• **Supplied entries**:
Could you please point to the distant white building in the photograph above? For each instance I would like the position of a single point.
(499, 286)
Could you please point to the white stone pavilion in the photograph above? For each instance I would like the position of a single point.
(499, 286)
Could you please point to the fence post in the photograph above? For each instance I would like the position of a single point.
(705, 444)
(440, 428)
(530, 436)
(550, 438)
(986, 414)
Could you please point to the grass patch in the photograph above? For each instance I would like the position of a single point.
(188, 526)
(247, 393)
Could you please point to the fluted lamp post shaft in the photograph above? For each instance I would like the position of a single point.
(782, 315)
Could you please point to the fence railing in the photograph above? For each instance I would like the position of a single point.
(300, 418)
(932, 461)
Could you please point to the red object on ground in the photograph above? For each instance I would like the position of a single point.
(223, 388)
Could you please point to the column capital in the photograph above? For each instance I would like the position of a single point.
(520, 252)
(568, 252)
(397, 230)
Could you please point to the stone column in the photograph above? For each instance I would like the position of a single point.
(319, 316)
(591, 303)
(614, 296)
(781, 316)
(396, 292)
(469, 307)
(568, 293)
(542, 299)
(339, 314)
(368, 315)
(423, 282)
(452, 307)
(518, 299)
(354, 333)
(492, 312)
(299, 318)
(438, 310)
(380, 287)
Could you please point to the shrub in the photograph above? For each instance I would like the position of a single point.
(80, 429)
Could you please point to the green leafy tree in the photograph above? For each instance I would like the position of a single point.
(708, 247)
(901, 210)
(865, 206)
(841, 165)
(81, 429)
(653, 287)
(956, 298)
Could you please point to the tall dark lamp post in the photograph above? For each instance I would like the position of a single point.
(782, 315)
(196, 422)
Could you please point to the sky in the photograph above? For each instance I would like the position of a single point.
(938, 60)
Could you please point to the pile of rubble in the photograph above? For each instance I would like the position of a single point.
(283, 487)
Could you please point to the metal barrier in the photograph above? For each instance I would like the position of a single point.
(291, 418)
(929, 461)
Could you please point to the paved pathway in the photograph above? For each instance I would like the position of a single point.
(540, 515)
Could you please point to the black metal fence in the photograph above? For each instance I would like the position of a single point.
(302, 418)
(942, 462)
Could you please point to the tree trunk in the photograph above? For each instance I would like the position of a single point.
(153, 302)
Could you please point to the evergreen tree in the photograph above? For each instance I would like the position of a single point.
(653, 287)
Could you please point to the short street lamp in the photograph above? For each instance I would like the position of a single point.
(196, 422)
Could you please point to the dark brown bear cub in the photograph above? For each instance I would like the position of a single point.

• **Exercise objective**: Reproduce all of the lines above, substituting "image" for "photograph" wherever it occurs and leaving everything else unchanged.

• **Correct result**:
Could you please point to the distant white building in the image above? For each instance I would like the position of a single point.
(499, 286)
Could you please point to the white stone pavilion in the image above? For each instance I would like the position of a single point.
(499, 286)
Could you please point to the fence post in the image above? For each instance I would like the position of a single point.
(705, 444)
(440, 428)
(530, 436)
(550, 438)
(986, 414)
Could you please point to the grass patch in the image above? For each instance I would like the position of a single point.
(188, 526)
(247, 393)
Could you please point to the fluted lamp post shaft in the image above? For each instance I would like the position of a single point.
(782, 315)
Could you please point to the fence railing in the image above? For each instance I would like the position of a single point.
(300, 418)
(932, 461)
Could you please point to the red object on ground in the image above? For each instance I would like the position of a single point.
(223, 388)
Could you please point to the column capital in the image above? For each instance I would like the position of a single point.
(520, 252)
(568, 252)
(397, 230)
Could you please point to the stone column in the image above? For each instance I would like the position of a single point.
(319, 316)
(591, 303)
(614, 296)
(781, 316)
(396, 292)
(469, 307)
(568, 293)
(542, 299)
(339, 314)
(368, 315)
(423, 282)
(452, 307)
(518, 299)
(354, 333)
(492, 312)
(299, 318)
(438, 310)
(380, 287)
Could you please point to the shrub in the image above? For each instance I would like the position of a single point.
(80, 429)
Could you please point to the green leafy tree in the image above? For each instance I would like the position of a single point.
(708, 247)
(901, 210)
(865, 206)
(841, 165)
(81, 429)
(653, 287)
(956, 298)
Could you please point to the tall dark lamp post in the image above? For each instance I would like the position of a single point.
(782, 315)
(196, 422)
Could you please point to the sky in the image above? For each instance I would like the position of a single point.
(938, 60)
Could you please point to the pile of rubble in the image above? For each instance I would like the position of a single point.
(283, 487)
Could you please point to the metal barrier in the image above? For each instance I would like the position of a single point.
(291, 418)
(929, 461)
Could you please point to the paved pathway in the image above? For each instance I would like the position of a single point.
(540, 515)
Could you please point to the black metal fence in the image above? For each instance I would like the position of a single point.
(302, 418)
(942, 462)
Could you please point to the tree trunk in the image above? For each instance I would like the position of a single point.
(153, 302)
Could you please point to the evergreen tree in the image above? For each instance I would like the position of a single point.
(653, 287)
Could you please point to the short street lamp in the image above? For each instance I would like the position of a single point.
(196, 422)
Could you please point to the dark brown bear cub in the image above? For each instance I would like the position of a single point.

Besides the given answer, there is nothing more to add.